**Given exercise A**
Pick out every line in the entries that contains the word "floor", treating uppercase and lowercase as different.

**Extract**
■ ■ ■

I can't imagine that classics professor, Daniel Mendelsohn, imagined having his father join his class on Homer's Odyssey would have had quite the impact it did, on him, his students, or on those of us reading this memoir/lit crit.

Tackling and untangling the themes of the classic poem, especially the threads of father/son relations, within this unusual class set up allowed for an unconventional yet entirely apropos and moving exploration of his own family dynamic. Critical evaluations of books of The Odyssey link to the author's recollections and musings about childhood, marriage, education, and death- all themselves important aspects of the poem's narrative. Everything is intensely intertwined, reflecting and building the connections between ancient and modern worlds. Even the very structure of the book harks back to the Homeric means of storytelling, the interweaving of past, present, and future to present a multilayered, episodic, and purposeful text that has life lessons at its heart.

■ ■ ■

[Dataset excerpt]
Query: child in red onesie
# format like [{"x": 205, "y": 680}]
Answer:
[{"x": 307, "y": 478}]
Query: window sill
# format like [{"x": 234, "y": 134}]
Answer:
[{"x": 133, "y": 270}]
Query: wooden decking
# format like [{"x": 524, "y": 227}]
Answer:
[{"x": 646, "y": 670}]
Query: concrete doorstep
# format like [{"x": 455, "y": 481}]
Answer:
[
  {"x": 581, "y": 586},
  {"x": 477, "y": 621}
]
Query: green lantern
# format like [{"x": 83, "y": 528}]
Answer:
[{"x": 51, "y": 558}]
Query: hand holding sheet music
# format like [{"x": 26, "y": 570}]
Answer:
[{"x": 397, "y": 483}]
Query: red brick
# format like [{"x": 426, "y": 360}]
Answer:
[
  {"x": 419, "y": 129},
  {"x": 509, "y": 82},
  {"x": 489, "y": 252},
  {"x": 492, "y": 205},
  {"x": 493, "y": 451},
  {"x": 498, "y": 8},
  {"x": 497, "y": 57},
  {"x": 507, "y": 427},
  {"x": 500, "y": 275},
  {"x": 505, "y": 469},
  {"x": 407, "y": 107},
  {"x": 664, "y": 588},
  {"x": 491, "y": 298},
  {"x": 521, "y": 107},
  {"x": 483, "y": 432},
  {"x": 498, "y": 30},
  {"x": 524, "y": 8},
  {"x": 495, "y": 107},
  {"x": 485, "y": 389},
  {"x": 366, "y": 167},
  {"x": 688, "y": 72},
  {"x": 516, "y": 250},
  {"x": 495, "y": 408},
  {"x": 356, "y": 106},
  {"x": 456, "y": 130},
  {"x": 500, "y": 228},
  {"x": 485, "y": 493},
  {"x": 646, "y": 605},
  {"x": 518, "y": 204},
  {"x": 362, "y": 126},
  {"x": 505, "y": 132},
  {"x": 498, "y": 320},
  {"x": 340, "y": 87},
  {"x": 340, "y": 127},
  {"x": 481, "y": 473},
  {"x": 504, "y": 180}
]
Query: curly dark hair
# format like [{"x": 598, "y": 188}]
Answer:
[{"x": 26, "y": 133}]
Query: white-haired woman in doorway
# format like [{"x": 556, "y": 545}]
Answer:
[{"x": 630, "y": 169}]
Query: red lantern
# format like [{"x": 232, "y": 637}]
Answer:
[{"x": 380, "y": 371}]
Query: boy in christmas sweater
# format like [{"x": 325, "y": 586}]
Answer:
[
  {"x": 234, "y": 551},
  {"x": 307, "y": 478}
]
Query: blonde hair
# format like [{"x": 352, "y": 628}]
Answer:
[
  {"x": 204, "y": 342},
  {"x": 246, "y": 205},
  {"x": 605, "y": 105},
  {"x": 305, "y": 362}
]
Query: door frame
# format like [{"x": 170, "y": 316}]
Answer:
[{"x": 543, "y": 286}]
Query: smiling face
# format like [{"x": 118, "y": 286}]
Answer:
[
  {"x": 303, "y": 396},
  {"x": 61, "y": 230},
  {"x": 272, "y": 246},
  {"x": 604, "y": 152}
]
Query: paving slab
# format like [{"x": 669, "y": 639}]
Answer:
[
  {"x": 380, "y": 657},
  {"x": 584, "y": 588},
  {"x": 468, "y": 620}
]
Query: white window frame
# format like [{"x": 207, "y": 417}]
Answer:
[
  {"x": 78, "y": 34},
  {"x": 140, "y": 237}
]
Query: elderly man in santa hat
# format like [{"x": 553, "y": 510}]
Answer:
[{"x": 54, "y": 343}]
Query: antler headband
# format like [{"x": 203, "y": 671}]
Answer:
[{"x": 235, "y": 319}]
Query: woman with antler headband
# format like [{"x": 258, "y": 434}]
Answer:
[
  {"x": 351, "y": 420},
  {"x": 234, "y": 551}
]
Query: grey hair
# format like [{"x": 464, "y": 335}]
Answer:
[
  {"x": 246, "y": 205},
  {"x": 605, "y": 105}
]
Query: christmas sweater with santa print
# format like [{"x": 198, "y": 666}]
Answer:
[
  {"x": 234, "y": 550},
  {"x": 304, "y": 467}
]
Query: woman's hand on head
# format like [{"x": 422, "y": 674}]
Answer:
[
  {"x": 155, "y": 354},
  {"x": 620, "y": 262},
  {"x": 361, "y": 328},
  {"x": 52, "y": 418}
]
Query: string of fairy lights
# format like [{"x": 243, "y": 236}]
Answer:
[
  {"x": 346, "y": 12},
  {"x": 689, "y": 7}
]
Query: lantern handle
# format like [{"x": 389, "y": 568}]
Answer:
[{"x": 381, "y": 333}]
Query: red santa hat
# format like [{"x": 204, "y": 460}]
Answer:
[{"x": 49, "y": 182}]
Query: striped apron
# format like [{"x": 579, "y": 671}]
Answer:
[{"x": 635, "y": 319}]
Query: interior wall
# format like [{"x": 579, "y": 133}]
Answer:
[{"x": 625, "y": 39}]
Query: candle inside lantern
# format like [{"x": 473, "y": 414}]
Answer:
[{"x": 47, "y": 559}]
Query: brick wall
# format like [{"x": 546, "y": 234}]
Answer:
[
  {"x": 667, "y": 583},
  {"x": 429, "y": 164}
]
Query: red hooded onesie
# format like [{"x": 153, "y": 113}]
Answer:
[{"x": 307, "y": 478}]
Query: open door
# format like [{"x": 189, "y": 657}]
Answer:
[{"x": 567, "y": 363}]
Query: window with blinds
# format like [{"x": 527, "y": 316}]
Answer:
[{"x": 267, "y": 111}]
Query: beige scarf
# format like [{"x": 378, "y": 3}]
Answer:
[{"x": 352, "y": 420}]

■ ■ ■

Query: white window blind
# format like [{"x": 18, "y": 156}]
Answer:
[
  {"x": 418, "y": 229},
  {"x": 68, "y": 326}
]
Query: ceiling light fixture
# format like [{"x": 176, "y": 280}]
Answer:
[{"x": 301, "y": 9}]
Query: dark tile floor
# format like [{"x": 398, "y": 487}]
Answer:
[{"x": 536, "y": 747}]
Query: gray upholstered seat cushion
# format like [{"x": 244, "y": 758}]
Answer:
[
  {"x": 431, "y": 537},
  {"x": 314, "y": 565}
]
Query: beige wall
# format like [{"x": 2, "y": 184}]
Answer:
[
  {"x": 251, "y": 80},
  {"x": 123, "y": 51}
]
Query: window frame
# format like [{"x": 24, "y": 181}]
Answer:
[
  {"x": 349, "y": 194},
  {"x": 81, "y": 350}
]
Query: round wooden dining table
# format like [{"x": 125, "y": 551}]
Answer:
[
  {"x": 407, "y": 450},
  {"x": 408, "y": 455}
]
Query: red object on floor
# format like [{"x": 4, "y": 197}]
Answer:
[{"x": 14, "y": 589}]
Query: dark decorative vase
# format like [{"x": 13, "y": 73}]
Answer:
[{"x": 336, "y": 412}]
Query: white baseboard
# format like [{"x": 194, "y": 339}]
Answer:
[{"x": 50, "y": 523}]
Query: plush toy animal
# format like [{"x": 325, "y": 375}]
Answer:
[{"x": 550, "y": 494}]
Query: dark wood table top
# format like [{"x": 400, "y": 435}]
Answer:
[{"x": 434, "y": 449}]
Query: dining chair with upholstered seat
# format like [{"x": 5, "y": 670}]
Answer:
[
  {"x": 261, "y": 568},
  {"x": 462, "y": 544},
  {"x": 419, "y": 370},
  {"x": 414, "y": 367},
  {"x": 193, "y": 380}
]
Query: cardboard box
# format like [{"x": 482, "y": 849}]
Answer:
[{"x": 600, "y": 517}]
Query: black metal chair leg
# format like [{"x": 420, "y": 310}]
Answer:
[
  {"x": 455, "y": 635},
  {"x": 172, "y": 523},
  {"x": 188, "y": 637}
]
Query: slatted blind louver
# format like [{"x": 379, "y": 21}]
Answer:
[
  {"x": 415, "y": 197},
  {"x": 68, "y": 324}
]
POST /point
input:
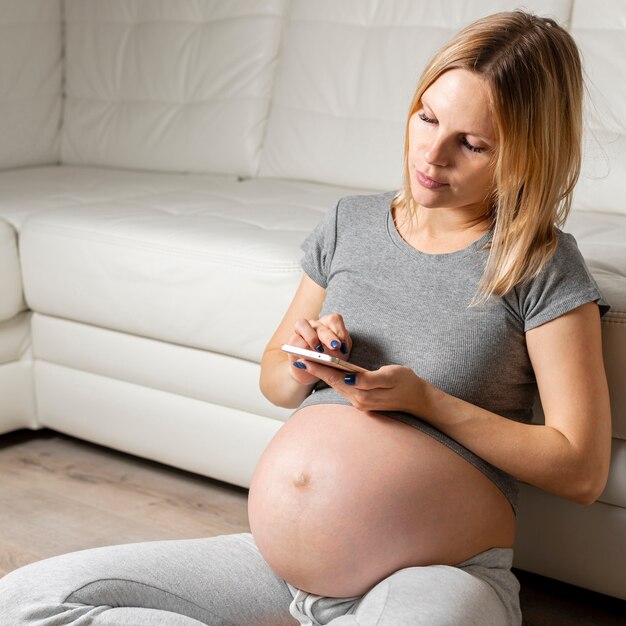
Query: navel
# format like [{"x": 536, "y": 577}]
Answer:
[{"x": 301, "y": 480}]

■ ■ ■

**Given exercise B**
According to the review, what does the very structure of the book hark back to?

**Worked answer A**
Query: dark tile floor
Query: red object on floor

**Worked answer B**
The Homeric means of storytelling.